### TEXTO FORNECIDO
=-=-=

É sabido que, como povo, temos lá nossas lacunas de memória. Nem sempre cultuamos os nossos mitos, o que faz com que os jovens tenham pouco apreço ao passado. Essa não pode ser uma atitude elogiável.
Outro dia, na Academia Brasileira de Letras, surgiu uma discussão em torno do historiador e ex-reitor Pedro Calmon. Uma figura notável da nossa cultura, com uma obra clássica de História do Brasil, em sete volumes, que até hoje serve de referência de riqueza e qualidade.
Outra personalidade que merece sair do esquecimento é o professor e administrador Gildásio Amado. Nascido em Itaporanga (Sergipe), em 1906, teve uma série de irmãos famosos, entre os quais Gilberto, Gilson e Genolino, este um cronista admirável que integrou os quadros da Casa de Machado de Assis.
Gildásio formou-se em Medicina, na antiga Universidade do Brasil, mas a sua vocação mesmo era o magistério e os problemas da educação nacional. A partir de 1926, lecionou diversas matérias no Colégio Pedro II: Inglês, História Universal, até ser efetivado em 1940 como professor catedrático de Química do colégio padrão brasileiro. Durante quase 10 anos dirigiu o internato do Colégio Pedro II e foi depois designado professor de ensino técnico da Prefeitura do Distrito Federal, com exercício nos tempos gloriosos do Instituto de Educação.
Nomeado diretor de ensino secundário do Ministério da Educação, nos idos de 1956, lá permaneceu cerca de 12 anos, deixando a marca da sua criatividade e do seu natural desejo de mudanças. Inconformado com a mesmice do então ensino secundário criou as chamadas “classes experimentais”, a primeira tentativa de flexibilização do rígido currículo das nossas escolas (1959).
Segundo o seu filho, Embaixador André Amado, ele tinha a convicção de que não deveria, àquela altura, ter a pretensão de descobrir a pólvora. Baseou-se em modelo vigente na Inglaterra, em que havia um curso ginasial com um tronco comum de dois anos e a parte diversificada sendo ministrada nas terceira e quarta séries, onde caberia a inclusão das matérias técnicas. Esse modelo de modernidade se contraporia aos preconceitos existentes no país em relação ao ensino técnico-profissional, que a Constituição de 1937 proclamou ser destinado claramente “às classes menos favorecidas”. Vejam o absurdo da visão maniqueísta do Estado Novo.

=-=-=

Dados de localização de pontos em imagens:
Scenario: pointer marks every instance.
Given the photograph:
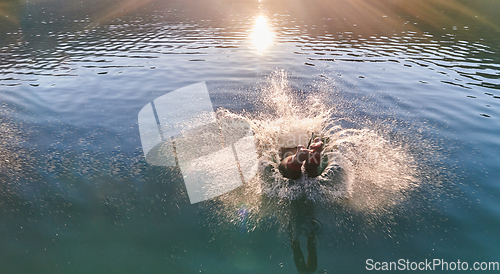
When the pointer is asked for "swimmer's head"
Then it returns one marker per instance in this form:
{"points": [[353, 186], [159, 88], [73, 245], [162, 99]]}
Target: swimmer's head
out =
{"points": [[317, 145]]}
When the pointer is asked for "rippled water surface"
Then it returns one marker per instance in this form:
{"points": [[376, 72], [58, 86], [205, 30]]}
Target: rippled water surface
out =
{"points": [[412, 97]]}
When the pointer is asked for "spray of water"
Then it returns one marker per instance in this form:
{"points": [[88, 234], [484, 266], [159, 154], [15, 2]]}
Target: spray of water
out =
{"points": [[368, 172]]}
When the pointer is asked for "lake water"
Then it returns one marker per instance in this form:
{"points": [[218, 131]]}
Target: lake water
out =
{"points": [[412, 93]]}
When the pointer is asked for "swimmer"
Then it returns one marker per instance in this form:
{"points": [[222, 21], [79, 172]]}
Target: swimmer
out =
{"points": [[290, 166]]}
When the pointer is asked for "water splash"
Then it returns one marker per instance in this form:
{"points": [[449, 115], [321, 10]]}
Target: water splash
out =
{"points": [[368, 172]]}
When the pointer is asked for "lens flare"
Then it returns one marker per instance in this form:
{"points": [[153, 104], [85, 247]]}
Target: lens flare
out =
{"points": [[261, 36]]}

=-=-=

### TAREFAS A REALIZAR
[A] Segundo o texto sobre Gildásio Amado, em que cidade ele nasceu?
[B] Transcreva o trecho do texto sobre Gildásio Amado que vai de "Outro dia, na" até "Machado de Assis.", incluindo essas palavras.

### RESPOSTAS ESCRITAS
[A] Em Itaporanga, Sergipe.

[B]
Outro dia, na Academia Brasileira de Letras, surgiu uma discussão em torno do historiador e ex-reitor Pedro Calmon. Uma figura notável da nossa cultura, com uma obra clássica de História do Brasil, em sete volumes, que até hoje serve de referência de riqueza e qualidade.
Outra personalidade que merece sair do esquecimento é o professor e administrador Gildásio Amado. Nascido em Itaporanga (Sergipe), em 1906, teve uma série de irmãos famosos, entre os quais Gilberto, Gilson e Genolino, este um cronista admirável que integrou os quadros da Casa de Machado de Assis.